▶ GIVEN PASSAGE:

Possible to provide context to moderation input?

Evening all,

Following up on the moderation endpoint testing, I’m able to get a list of results based on the input which does a pretty good job I must say,

Only issue I’m having is this, where I can of course provide input for it to check, however there’s simply no context in order for it to tell if the response is justified

responses = client.moderations.create(
	input="You lost me at 'the man who plays rose' I'm glad you're leaving the fandom, homophobe"
)

This in particular is a response comment to another user who is purposefully misgendering a trans indivudual. Now in this case, the second user’s response is perfectly justified, though I’m wondering how I can provide context to the moderation chec (which ideally would be the parent comment)

I can see I’m able to provide an array of inputs but I imagine this simply means it’ll provide a Moderation response for each item, treating these as seperate inputs.

Has anyone had experience with this?

[Extracted records]
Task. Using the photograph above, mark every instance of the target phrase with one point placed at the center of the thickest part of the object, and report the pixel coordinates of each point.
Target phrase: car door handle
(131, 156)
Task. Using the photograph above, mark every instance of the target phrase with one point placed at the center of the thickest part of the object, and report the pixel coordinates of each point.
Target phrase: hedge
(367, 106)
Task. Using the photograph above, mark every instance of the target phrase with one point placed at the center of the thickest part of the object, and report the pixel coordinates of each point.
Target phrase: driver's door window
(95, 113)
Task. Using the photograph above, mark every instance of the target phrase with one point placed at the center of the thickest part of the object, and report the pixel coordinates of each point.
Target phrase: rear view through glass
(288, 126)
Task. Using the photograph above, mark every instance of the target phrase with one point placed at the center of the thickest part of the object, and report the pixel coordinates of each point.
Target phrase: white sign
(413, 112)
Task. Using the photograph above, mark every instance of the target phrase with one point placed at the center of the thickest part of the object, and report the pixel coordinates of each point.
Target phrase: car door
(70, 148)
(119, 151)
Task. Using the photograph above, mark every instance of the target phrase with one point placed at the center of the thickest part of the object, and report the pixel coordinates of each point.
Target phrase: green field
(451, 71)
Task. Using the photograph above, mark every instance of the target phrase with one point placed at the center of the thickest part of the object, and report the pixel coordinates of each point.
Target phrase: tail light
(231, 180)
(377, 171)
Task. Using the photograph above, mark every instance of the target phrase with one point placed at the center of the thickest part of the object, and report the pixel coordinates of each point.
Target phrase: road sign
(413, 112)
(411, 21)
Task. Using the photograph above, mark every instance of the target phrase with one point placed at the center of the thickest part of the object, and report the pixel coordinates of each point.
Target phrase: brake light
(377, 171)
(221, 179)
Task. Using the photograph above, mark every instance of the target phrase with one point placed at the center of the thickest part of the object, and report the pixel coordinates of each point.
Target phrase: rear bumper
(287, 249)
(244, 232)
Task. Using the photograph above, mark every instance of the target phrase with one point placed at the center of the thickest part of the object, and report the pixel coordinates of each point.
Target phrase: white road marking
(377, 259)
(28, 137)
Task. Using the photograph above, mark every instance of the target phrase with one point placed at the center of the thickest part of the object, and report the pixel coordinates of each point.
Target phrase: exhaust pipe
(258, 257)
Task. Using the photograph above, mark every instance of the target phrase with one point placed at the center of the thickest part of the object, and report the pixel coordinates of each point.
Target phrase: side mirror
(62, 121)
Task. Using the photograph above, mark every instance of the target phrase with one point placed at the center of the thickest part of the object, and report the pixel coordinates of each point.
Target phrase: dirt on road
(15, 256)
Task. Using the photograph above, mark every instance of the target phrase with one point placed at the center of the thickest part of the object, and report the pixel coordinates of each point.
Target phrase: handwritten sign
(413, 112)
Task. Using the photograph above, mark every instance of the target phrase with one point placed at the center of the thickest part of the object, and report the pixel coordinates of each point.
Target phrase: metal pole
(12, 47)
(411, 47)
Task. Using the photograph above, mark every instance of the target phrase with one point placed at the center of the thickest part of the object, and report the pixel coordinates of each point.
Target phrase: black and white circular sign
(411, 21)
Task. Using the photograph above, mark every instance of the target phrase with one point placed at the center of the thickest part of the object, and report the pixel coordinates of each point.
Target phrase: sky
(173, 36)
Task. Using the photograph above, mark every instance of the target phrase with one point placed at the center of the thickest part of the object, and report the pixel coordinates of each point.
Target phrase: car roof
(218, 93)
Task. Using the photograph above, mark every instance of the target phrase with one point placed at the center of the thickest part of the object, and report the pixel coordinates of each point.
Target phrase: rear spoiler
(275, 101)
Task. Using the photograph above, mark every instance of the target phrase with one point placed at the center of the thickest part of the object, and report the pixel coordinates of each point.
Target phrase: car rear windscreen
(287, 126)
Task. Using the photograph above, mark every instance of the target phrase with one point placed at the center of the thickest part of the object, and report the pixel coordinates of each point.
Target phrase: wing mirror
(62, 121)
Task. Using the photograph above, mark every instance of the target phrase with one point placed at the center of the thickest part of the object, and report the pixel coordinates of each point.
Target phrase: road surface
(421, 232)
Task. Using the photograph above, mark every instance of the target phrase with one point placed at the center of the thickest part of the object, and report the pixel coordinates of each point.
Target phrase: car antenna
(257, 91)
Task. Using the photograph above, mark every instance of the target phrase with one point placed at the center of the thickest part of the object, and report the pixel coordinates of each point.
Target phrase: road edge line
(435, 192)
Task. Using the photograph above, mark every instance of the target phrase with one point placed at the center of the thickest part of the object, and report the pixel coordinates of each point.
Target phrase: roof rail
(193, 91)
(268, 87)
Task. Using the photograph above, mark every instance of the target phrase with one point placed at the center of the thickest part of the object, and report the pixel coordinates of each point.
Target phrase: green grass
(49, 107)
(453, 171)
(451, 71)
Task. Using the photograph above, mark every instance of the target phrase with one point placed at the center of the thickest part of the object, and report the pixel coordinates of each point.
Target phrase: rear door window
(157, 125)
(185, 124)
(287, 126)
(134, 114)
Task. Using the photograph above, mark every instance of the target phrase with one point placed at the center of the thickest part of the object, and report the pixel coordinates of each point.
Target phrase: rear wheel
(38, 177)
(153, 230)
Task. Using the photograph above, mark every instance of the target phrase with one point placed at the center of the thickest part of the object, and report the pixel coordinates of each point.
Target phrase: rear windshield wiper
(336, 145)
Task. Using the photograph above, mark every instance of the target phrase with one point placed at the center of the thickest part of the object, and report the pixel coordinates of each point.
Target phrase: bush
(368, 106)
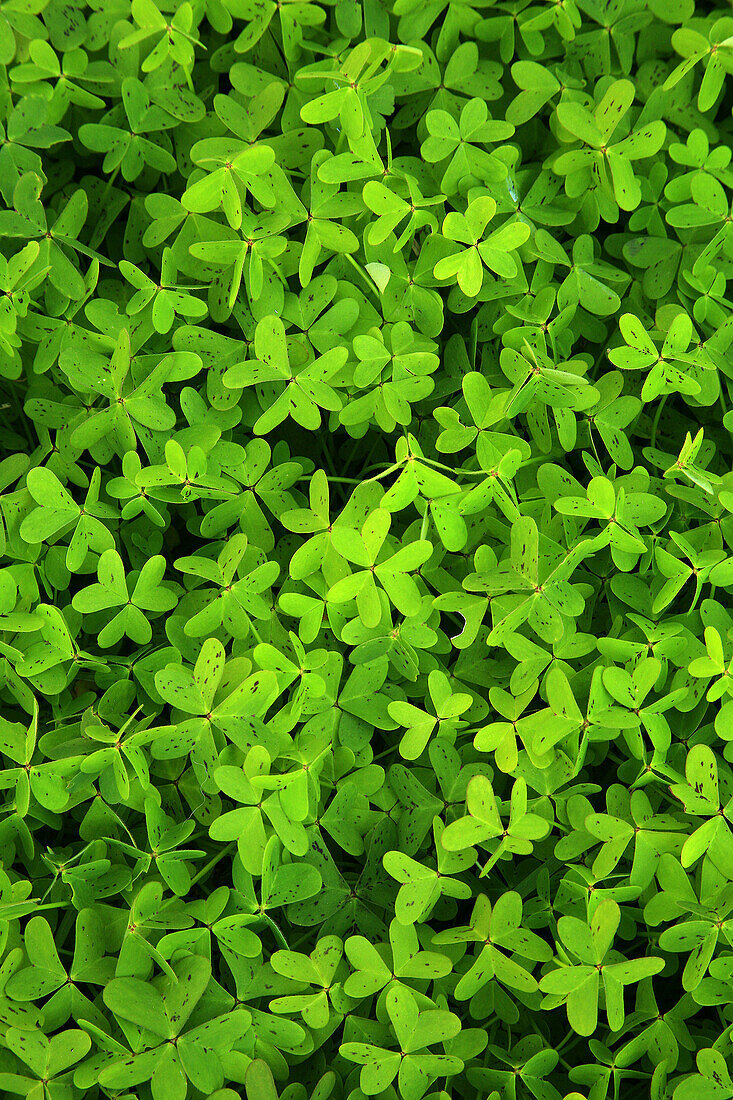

▶ USING THE INFORMATION:
A – Copy the forum post about giving context to a moderation check word for word, starting at "Only issue I’m" and ending at "as seperate inputs.".
B – List every distinct contraction that appears in the forum post about giving context to a moderation check, naming each one only once.
C – Pick up the forum post about giving context to a moderation check from where it stops, and add a few more sentences.

▶ ANSWERS TO THE EXERCISE:
A –
Only issue I’m having is this, where I can of course provide input for it to check, however there’s simply no context in order for it to tell if the response is justified

responses = client.moderations.create(
	input="You lost me at 'the man who plays rose' I'm glad you're leaving the fandom, homophobe"
)

This in particular is a response comment to another user who is purposefully misgendering a trans indivudual. Now in this case, the second user’s response is perfectly justified, though I’m wondering how I can provide context to the moderation chec (which ideally would be the parent comment)

I can see I’m able to provide an array of inputs but I imagine this simply means it’ll provide a Moderation response for each item, treating these as seperate inputs.

B –
I'm
there's
you're
it'll

C –
Hi,

The moderation model does not have enough reasoning power to make nuanced determinations like that, and the models that can, should not be used with unmoderated input, so I understand your situation, and I think that is an area being looked into with newer more advanced moderation methods.

Aaaah right I’m with you,

Well thank you for clarifying, suppose this’ll be something that I keep my eyes on for the foreseeable future!

1 Like

The moderations endpoint is not for moderating your forum.

It is for filtering the inputs to AI models and for flagging the outputs from them.

Consider that OpenAI uses similar policies to detect misuse. So you don’t want to submit something like that alone to an AI model, but indeed wrapping it in other text could lower the score, while chunking it into parts could increase the score.